## PROMPT:
Scan the records for the line containing "Exercise. Mark the person's face"; extract it and all later lines, verbatim, through the end, and nothing before it.

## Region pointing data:
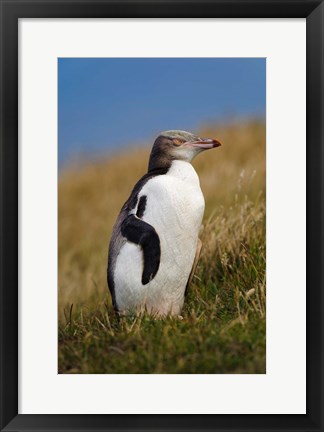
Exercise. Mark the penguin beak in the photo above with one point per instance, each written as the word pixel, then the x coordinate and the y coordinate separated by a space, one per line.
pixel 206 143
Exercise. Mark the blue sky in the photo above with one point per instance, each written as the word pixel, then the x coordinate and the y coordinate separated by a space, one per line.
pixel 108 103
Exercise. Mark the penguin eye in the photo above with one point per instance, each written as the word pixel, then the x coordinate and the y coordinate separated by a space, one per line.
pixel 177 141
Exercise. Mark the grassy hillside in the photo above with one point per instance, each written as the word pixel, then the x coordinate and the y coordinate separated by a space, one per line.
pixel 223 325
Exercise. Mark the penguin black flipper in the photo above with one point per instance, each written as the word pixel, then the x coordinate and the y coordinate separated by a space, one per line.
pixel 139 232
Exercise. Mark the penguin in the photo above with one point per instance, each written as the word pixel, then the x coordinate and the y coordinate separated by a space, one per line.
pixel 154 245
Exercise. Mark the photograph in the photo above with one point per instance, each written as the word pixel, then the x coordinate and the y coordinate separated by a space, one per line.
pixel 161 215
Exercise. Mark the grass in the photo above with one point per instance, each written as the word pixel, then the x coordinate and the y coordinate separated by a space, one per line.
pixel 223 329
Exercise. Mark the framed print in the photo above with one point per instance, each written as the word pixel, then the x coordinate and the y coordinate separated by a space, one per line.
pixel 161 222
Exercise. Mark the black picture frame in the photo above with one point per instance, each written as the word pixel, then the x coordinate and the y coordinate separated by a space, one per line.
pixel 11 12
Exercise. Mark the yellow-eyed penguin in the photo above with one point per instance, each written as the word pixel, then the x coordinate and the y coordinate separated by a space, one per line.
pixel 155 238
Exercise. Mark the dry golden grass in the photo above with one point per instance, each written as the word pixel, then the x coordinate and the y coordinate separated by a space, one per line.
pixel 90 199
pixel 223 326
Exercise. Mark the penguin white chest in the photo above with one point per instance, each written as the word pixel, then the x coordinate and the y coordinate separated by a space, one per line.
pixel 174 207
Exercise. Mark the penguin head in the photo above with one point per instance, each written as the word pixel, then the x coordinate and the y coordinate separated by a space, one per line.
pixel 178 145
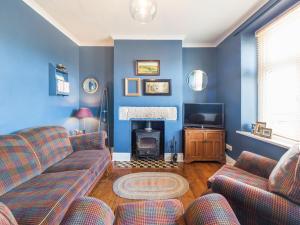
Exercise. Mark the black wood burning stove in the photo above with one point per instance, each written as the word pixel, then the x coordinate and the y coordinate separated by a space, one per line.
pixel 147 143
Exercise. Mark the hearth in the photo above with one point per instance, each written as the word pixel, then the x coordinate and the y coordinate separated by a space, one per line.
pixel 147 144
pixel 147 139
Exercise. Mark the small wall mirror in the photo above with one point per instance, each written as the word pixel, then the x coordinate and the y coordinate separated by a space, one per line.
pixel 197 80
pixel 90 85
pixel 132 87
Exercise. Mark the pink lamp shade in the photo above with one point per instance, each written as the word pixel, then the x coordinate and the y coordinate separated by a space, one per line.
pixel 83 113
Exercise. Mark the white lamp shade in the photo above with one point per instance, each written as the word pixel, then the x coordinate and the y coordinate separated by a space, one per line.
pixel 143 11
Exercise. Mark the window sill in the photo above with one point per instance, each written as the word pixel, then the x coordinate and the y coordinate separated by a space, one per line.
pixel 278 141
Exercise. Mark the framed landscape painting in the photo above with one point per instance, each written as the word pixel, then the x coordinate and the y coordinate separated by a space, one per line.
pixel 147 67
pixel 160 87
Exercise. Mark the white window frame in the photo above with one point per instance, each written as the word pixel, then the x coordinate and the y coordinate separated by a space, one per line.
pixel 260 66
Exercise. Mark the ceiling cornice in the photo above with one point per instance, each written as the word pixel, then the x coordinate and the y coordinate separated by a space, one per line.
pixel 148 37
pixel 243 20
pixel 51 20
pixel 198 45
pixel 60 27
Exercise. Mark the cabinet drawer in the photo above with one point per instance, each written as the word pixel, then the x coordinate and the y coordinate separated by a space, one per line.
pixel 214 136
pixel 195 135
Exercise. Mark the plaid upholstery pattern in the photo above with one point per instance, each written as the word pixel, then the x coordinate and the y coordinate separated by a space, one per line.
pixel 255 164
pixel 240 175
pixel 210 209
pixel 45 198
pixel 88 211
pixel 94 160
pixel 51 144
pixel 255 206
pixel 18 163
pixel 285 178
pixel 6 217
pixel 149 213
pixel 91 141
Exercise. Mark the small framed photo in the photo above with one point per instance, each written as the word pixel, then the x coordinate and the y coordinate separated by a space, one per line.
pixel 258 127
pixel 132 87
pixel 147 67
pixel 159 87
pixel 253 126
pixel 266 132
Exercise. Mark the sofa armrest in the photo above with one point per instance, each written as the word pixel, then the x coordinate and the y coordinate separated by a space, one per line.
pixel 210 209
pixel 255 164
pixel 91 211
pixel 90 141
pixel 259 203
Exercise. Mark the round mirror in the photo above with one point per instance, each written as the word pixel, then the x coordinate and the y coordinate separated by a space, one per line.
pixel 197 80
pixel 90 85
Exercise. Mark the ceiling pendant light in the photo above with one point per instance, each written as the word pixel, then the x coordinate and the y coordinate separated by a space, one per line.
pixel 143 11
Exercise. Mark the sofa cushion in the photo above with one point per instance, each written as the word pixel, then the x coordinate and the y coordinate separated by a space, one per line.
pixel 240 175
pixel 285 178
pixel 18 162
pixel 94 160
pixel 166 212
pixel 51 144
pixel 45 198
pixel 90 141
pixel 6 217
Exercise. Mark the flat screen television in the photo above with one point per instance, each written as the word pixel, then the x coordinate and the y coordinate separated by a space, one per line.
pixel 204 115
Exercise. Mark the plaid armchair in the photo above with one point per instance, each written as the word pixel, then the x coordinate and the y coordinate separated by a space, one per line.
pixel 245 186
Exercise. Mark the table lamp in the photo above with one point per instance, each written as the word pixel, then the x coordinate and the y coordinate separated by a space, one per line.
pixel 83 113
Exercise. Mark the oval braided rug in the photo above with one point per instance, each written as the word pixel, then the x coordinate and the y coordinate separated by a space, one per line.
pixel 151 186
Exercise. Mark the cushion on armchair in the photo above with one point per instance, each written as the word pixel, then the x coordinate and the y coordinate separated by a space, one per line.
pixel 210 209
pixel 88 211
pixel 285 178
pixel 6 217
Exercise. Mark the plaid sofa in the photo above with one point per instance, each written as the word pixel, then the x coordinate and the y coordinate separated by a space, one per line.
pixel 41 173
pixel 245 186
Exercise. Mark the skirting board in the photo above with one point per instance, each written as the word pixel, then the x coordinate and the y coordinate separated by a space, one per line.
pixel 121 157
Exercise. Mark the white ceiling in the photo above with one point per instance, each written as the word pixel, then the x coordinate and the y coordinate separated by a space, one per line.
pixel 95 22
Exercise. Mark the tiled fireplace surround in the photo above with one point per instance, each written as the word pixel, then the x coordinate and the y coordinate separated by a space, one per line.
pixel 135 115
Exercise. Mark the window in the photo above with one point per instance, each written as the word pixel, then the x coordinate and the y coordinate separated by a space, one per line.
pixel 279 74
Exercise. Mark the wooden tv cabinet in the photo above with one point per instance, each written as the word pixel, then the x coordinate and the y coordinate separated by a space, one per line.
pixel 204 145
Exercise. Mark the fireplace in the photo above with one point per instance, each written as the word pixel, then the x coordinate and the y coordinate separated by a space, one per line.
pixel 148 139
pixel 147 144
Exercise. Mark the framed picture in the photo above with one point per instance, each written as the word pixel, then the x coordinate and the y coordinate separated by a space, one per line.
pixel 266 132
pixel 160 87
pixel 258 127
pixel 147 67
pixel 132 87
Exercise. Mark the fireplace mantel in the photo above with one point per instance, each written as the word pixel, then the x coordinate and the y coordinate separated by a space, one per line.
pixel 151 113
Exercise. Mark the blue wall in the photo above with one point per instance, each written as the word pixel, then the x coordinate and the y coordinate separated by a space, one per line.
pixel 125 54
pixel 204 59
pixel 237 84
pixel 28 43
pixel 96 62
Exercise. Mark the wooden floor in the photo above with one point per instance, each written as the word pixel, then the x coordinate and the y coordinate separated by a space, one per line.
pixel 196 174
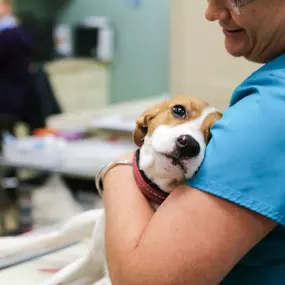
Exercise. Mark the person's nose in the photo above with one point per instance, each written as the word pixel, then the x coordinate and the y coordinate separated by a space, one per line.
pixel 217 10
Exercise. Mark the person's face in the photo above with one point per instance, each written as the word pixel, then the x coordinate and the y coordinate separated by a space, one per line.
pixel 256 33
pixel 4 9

## ANSWER BOX:
Exercise. Mark the person's face in the photo above with one point per instance, each written as the word pixel, then the x coordinate and the y coordinate separated by a space, one per line.
pixel 256 33
pixel 4 9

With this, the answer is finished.